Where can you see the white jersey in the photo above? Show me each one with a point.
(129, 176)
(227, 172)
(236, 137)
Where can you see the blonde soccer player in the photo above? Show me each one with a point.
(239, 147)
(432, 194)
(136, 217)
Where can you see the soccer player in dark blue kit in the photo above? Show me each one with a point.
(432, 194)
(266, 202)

==

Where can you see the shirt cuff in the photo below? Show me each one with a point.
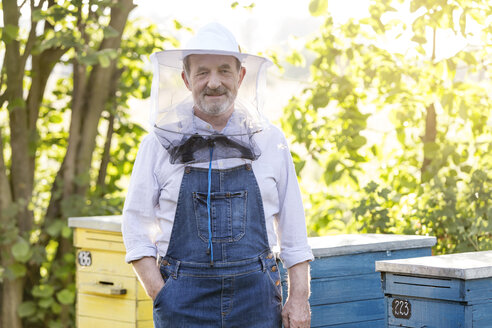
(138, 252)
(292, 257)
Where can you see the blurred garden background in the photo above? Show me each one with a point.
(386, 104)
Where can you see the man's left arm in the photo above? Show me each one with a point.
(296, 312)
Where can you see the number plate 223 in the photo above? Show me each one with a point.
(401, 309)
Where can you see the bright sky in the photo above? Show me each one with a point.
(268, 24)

==

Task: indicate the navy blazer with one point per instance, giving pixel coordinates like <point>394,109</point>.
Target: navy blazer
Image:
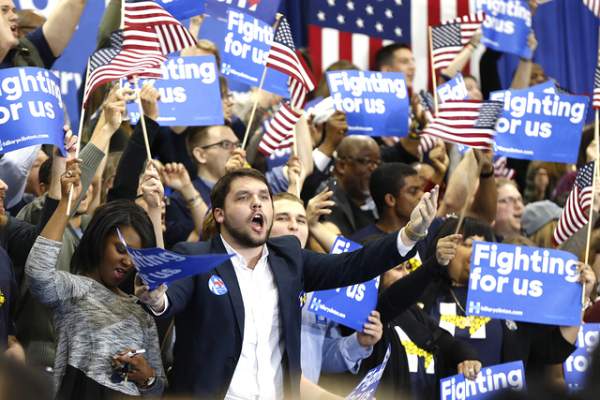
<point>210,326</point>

### WHAT TO PRODUCE
Within the material above, tally each line that contains "navy" and respond with the tally only.

### RESULT
2